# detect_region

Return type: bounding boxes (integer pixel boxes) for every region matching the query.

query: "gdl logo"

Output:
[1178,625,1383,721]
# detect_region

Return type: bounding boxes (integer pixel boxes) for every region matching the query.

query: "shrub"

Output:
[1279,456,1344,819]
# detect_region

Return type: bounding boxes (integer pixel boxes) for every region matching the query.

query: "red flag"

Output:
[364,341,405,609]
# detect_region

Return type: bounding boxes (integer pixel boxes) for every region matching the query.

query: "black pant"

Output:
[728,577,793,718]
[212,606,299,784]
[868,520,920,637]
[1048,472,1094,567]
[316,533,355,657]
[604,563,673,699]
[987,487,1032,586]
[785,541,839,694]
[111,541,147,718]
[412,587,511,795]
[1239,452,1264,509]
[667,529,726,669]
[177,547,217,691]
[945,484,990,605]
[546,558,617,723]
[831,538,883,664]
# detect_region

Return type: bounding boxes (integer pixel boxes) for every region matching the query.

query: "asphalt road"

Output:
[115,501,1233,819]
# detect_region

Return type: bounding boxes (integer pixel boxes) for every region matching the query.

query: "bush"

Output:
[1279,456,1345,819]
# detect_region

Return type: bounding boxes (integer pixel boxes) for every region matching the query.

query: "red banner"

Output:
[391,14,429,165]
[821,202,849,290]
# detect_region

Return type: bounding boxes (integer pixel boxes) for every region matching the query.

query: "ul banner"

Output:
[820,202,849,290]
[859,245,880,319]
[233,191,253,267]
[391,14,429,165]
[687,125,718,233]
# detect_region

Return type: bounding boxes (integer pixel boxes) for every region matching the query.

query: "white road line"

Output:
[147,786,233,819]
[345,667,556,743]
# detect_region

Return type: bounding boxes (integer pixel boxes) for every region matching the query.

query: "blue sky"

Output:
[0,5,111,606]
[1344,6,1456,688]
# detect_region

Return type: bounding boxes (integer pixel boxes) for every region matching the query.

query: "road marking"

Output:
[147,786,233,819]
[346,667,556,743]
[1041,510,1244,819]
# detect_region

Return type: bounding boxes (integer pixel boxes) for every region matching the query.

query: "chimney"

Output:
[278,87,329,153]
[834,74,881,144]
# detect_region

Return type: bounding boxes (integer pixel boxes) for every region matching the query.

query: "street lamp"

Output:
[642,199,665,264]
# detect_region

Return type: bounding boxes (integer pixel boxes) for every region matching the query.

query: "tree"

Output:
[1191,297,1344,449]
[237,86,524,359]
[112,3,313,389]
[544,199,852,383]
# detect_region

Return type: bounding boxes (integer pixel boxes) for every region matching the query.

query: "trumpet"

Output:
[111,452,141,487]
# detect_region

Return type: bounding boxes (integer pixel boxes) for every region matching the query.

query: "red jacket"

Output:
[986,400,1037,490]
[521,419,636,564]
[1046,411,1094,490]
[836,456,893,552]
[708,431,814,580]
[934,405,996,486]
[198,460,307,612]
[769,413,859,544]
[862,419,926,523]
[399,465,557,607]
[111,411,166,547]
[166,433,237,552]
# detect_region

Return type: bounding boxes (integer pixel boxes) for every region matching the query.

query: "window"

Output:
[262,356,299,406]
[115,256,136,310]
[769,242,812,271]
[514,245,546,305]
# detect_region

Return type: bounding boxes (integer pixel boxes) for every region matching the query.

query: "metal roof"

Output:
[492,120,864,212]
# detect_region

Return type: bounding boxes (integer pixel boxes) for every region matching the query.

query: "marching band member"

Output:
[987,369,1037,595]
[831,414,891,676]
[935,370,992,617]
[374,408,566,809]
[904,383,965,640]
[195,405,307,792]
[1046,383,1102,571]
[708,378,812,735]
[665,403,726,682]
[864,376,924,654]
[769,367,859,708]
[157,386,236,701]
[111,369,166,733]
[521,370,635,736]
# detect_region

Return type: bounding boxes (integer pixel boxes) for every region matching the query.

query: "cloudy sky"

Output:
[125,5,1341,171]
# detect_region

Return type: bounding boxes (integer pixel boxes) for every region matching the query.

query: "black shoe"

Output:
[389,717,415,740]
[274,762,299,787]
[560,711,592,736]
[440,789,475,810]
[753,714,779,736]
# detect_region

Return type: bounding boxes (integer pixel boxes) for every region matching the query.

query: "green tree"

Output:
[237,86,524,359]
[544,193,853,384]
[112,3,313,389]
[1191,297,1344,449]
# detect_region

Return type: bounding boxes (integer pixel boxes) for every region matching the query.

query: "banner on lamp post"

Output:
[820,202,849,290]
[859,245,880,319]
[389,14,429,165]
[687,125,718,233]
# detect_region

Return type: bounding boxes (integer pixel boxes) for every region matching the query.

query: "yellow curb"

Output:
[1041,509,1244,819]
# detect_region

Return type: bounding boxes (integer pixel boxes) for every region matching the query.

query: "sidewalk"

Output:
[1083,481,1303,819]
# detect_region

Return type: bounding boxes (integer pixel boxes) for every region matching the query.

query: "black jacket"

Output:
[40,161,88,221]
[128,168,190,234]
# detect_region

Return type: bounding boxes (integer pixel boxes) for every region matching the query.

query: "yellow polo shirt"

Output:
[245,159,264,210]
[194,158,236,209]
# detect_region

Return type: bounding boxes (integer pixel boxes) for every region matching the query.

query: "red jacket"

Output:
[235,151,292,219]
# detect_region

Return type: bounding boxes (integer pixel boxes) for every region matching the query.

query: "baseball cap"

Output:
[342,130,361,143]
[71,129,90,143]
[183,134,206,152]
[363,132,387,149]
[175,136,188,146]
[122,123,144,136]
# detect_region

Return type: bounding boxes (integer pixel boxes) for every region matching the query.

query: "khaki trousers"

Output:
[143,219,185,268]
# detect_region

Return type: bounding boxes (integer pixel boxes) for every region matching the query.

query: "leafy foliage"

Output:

- - - - -

### Requirement:
Present all the rows above as a single numbered list, one line per item, omitting the blank lines.

### The solution:
1. # detect_region
2. Return type: bounding boxes (integer pixel boxes) for every region matching the query.
3. query: "gdl logo"
4. Output:
5. [1178,625,1383,721]
6. # detect_region
7. Return type: bounding boxes (integer pixel boxes) for every region matching the query.
8. query: "shrub"
9. Output:
10. [1279,456,1344,819]
11. # detect_region
12. Return type: bounding boxes (integer pixel boxes) for every region matching the query.
13. query: "red flag"
14. Output:
15. [364,341,405,609]
16. # detect_region
17. Return type: bounding boxes (integer pixel boxes) for every region matching the query.
18. query: "black pant"
19. Output:
20. [728,577,793,718]
21. [212,606,299,784]
22. [868,520,920,637]
23. [1048,472,1094,567]
24. [316,533,355,657]
25. [604,563,673,699]
26. [987,487,1032,586]
27. [785,541,839,694]
28. [111,541,147,718]
29. [412,587,511,795]
30. [1239,452,1264,509]
31. [667,529,726,669]
32. [177,547,217,691]
33. [945,484,990,605]
34. [546,558,617,723]
35. [831,538,883,664]
36. # detect_region
37. Return type: bounding boxes (integer pixel boxes) for every region matching the query.
38. query: "asphalt road"
39. Output:
40. [115,501,1233,819]
41. # detect_region
42. Return type: bounding boxes (integer pixel boxes) for every region matching the query.
43. query: "bush"
44. Output:
45. [1279,456,1345,819]
46. # detect_region
47. Return type: bounding boxes (integer pixel boxes) for every region matching the query.
48. query: "red banner"
49. Output:
50. [391,14,429,165]
51. [821,202,849,290]
52. # detect_region
53. Return type: bounding boxes (integer pixel boxes) for every region matching the query.
54. query: "ul banner"
55. Output:
56. [820,202,849,290]
57. [859,245,880,319]
58. [233,191,253,267]
59. [391,14,429,165]
60. [687,125,718,233]
61. # detect_region
62. Return type: bounding boxes (integer pixel boxes) for every region matching the query.
63. query: "white road line"
64. Output:
65. [147,786,233,819]
66. [345,667,556,743]
67. # detect_region
68. Return type: bounding boxes (integer pixel boxes) for every region matching the query.
69. query: "blue sky"
70. Output:
71. [0,5,111,606]
72. [1344,6,1456,688]
73. # detect_region
74. Return type: bounding boxes (integer pixel boxes) for every region matching the query.
75. query: "road marking"
76. Output:
77. [147,786,233,819]
78. [346,667,556,743]
79. [1041,510,1244,819]
80. # detect_region
81. Return type: bounding boxes (integer pixel boxes) for every region matching the query.
82. query: "chimney"
83. Output:
84. [278,87,329,153]
85. [834,74,881,144]
86. # detect_region
87. Return type: bounding boxes (integer pixel boxes) for every region matching the query.
88. query: "street lamp"
89. Output:
90. [642,199,665,264]
91. # detect_region
92. Return type: bounding boxes (integer pixel boxes) for every region matching the query.
93. query: "tree"
94. Output:
95. [1191,297,1344,449]
96. [237,86,524,359]
97. [112,3,313,389]
98. [544,199,852,383]
99. # detect_region
100. Return type: bounding boxes (integer pixel boxes) for every region matching the query.
101. query: "trumpet"
102. Output:
103. [111,452,141,487]
104. # detect_region
105. Return type: bounding boxes (integer pixel boxes) for every region matching the query.
106. query: "red jacket"
107. Output:
108. [986,400,1037,490]
109. [521,419,636,564]
110. [1046,411,1094,490]
111. [836,456,893,552]
112. [708,431,814,580]
113. [934,405,996,486]
114. [198,460,307,612]
115. [769,413,859,544]
116. [862,419,926,523]
117. [399,465,557,607]
118. [111,411,166,547]
119. [166,433,237,552]
120. # detect_region
121. Return type: bounding boxes (integer pixel boxes) for every region matching the query.
122. query: "window"
123. Output:
124. [262,356,299,406]
125. [115,256,136,310]
126. [769,242,812,271]
127. [514,245,546,305]
128. # detect_region
129. Return type: bounding boxes (integer pixel boxes) for every region matching the query.
130. query: "metal roof"
131. Output:
132. [492,120,864,212]
133. # detect_region
134. Return type: bounding boxes (integer pixel boxes) for every region matching the query.
135. query: "marching band member"
136. Output:
137. [987,369,1037,595]
138. [831,414,891,676]
139. [935,370,992,617]
140. [374,408,566,809]
141. [904,383,965,640]
142. [195,405,307,792]
143. [1046,383,1102,571]
144. [708,378,812,735]
145. [665,403,726,682]
146. [864,376,924,654]
147. [769,367,859,708]
148. [157,386,236,701]
149. [111,369,166,733]
150. [521,370,635,736]
151. # detect_region
152. Return type: bounding boxes (integer pixel boxes) for every region matching the query.
153. query: "cloudy sky"
154. Output:
155. [125,5,1341,171]
156. # detect_region
157. Return type: bounding boxes (integer pixel boxes) for every region matching the query.
158. query: "black shoe"
159. Output:
160. [389,717,415,740]
161. [274,762,299,787]
162. [560,711,592,736]
163. [440,789,475,810]
164. [753,714,779,736]
165. # detect_region
166. Return type: bounding boxes (integer pixel boxes) for every region matching the query.
167. query: "green tree"
168. Output:
169. [237,86,524,359]
170. [544,193,853,384]
171. [112,3,313,389]
172. [1191,297,1344,449]
173. # detect_region
174. Return type: bounding boxes (integer pixel boxes) for every region matching the query.
175. query: "banner on lamp post"
176. Output:
177. [820,202,849,290]
178. [859,245,880,319]
179. [389,14,429,165]
180. [687,125,718,233]
181. # detect_region
182. Return type: bounding boxes (integer pixel boxes) for every region matching the query.
183. query: "yellow curb"
184. Output:
185. [1041,509,1244,819]
186. # detect_region
187. Return type: bounding boxes (integer pixel boxes) for every region matching the query.
188. query: "sidewalk"
189. Output:
190. [1083,481,1303,819]
191. # detect_region
192. Return type: bounding boxes (integer pixel boxes) for every region matching the query.
193. query: "black jacket"
194. Output:
195. [40,161,88,221]
196. [128,168,190,234]
197. # detect_region
198. Return type: bounding boxes (integer pixel boxes) for every region matching the query.
199. query: "yellow polo shirt"
200. Output:
201. [245,159,264,210]
202. [194,158,236,209]
203. # detect_region
204. Return type: bounding boxes (integer pixel boxes) for every region matching the query.
205. query: "red jacket"
206. Output:
207. [235,151,292,219]
208. # detect_region
209. Return type: bounding boxes (integer pixel boxes) for every region matching the query.
210. query: "baseball cap"
211. Output:
212. [342,130,361,143]
213. [71,129,90,143]
214. [183,134,206,152]
215. [363,132,387,149]
216. [175,136,188,146]
217. [122,123,144,136]
218. # detect_region
219. Return type: bounding boxes (integer pixel boxes) for every region matching the query.
220. query: "khaki trousers"
221. Output:
222. [143,219,185,268]
223. # detect_region
224. Return type: bounding boxes (integer pixel boxes) for every region matching the query.
225. query: "leafy foliage"
226. Output:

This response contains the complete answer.